Digitais

Wanderson Nogueira

Palavreando

Aos sábados, no Caderno Z, o jornalista Wanderson Nogueira explora a sua verve literária na coluna "Palavreando", onde fala de sentimentos e analisa o espírito e o comportamento humano.

sábado, 21 de outubro de 2023

Como podem existir milhões de mãos iguais e cada uma ser única? Nenhuma mão que existe ou existiu tem as mesmas impressões digitais. Os dedos alongados podem se assemelhar, o tamanho da palma pode até ser exatamente o mesmo, o formato das unhas pode ser igual, mas mesmo as mãos de gêmeos univitelinos têm desenho único, curvas exclusivas, incomparáveis.

Imagine que um mesmo artista pudesse pintar bilhões e bilhões de quadros, cada um com traços diferentes. Parece impossível. Mas não para a criação dessa maravilha que é a nossa espécie.

E isso é absolutamente incrível: a sua digital, só você tem. Ninguém que existiu antes de você, ninguém que existe neste planeta de mais de oito bilhões de pessoas, ninguém que vier a existir, ainda que se triplique a população atual, terá digital como a sua.

Assim, o que você faz tem a sua marca exclusiva. Pode não parecer nada especial, mas você é inimitável e no mínimo um diferencial você tem: a sua digital. Portanto, claro que isso é especial, tanto como é extraordinária a sua história e cada parágrafo que você coloca nela.

Adicionam-se outras digitais, igualmente únicas, a cada capítulo que escreve e se atravessa aos seus, tanto quanto os seus se unem a outros capítulos de incontáveis encontros com pessoas com as suas também exclusivas digitais. Vamos colocando nossas assinaturas e recebemos assinaturas tão nossas, das nossas vivências, das costuras que fazemos e das linhas que se costuram a nós.

As ciganas lerão nosso destino. “O caminho é todo seu”. As linhas da mão como mapa da vida. Por onde percorrer, onde haverá de se ter mais cuidado para não escorregar? As limitações não premeditam nada. A escolha caberá aos seus passos e sua exclusiva cartografia é apenas guia auxiliar.

+ + +

Conjunto de tarefas:
[1] Segundo a crônica sobre as impressões digitais, em que dia da semana a coluna "Palavreando" sai no Caderno Z?
[2] Prolongue a crônica sobre as impressões digitais a partir da última frase apresentada.

Entradas de dados armazenados
+ + +

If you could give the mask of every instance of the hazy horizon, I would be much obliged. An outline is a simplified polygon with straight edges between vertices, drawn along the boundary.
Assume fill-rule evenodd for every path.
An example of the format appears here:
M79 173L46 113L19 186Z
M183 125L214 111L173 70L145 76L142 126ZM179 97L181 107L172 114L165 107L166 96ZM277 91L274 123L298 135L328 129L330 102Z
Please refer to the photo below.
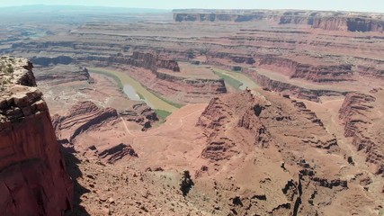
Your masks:
M298 9L319 11L355 11L384 13L384 1L367 0L353 2L351 0L194 0L194 1L119 1L119 0L15 0L4 2L0 7L27 6L35 4L45 5L76 5L76 6L110 6L124 8L147 8L147 9Z

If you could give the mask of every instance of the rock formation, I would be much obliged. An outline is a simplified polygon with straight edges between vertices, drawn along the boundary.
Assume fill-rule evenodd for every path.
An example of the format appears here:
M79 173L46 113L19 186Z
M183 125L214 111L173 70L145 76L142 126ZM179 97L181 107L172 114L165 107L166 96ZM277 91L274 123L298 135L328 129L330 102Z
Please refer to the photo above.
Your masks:
M35 72L35 76L37 82L41 82L49 86L76 81L90 82L88 70L85 68L73 65L56 65L51 68L40 68Z
M211 160L228 158L253 146L267 148L272 142L270 127L276 135L299 139L297 143L337 149L336 140L325 130L321 121L303 103L292 100L286 107L272 106L265 98L249 91L212 99L197 125L204 128L209 143L201 155ZM279 128L284 128L283 134ZM300 133L308 130L314 130L317 135Z
M320 96L341 96L346 94L345 92L333 90L300 87L292 84L271 79L264 75L257 73L255 70L243 69L243 72L256 80L256 82L265 89L286 93L308 101L320 102Z
M65 116L53 116L52 122L59 141L76 142L76 136L102 124L113 124L118 119L115 109L101 109L92 102L79 102Z
M327 31L380 32L384 30L382 14L364 13L266 10L174 10L175 22L257 22L309 25Z
M92 153L98 158L114 163L126 156L138 157L129 144L114 143L112 135L115 125L121 123L115 109L99 108L92 102L79 102L66 115L53 116L52 122L58 141L74 151ZM107 140L91 140L82 136L106 137ZM80 140L77 140L80 137Z
M120 114L126 120L135 122L143 126L142 130L146 130L158 121L157 115L154 110L147 105L146 103L138 103L132 105L132 110L121 112Z
M0 209L4 215L61 215L73 184L32 65L3 57L0 74Z
M287 74L290 78L302 78L313 82L340 82L352 80L352 66L343 64L310 65L273 56L260 58L261 68Z
M344 136L352 138L357 150L365 152L366 160L377 166L376 173L384 176L384 130L377 119L382 115L383 95L381 88L370 94L349 93L340 109L340 119L344 123Z

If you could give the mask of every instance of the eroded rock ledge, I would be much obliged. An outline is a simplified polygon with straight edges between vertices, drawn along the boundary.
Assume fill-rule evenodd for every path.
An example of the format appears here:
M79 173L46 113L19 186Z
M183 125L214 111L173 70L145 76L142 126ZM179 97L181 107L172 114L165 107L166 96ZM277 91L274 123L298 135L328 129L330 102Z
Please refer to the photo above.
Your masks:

+ + +

Respostas:
[1] Aos sábados.

[2]
Tanto por acontecer, tantas surpresas à espreita. Na jornada de ser e de se dar — pertencer. De repente, no peito, escolhemos certa digital e oferecemos a nossa digital para compartilhar aventuras e cotidiano. Se uma digital é tão sem igual, imagine unir duas digitais. Nada se repetirá tal como, no mundo inteiro e em toda a existência da Terra de milhões e milhões de anos habitada por nós. Difícil até devanear.    

Quando eu era criança, eu vivia colocando sangue pelo nariz. Na escola em que eu estudava, não me lembro de outras crianças terem a mesma situação. Era um corre-corre danado. Inclinavam minha cabeça para o alto, apertavam o osso superior das minhas narinas. Outras vezes, vinham com um pano com gelo para estancar a sangria. Nos dias de calor, a cena se repetia quase que diariamente. Eu gostava daquela atenção. De matar aula também. Afinal, era um bom motivo. Fiz várias microcirurgias para queimar os vasos abertos. Fiz cirurgia de desvio de septo.

Talvez, meu nariz tenha mudado, minha face tenha inchado, mas minhas digitais são as mesmas. As digitais nunca mudam. Assim como ninguém pode roubar sua história, suas façanhas, seus sonhos.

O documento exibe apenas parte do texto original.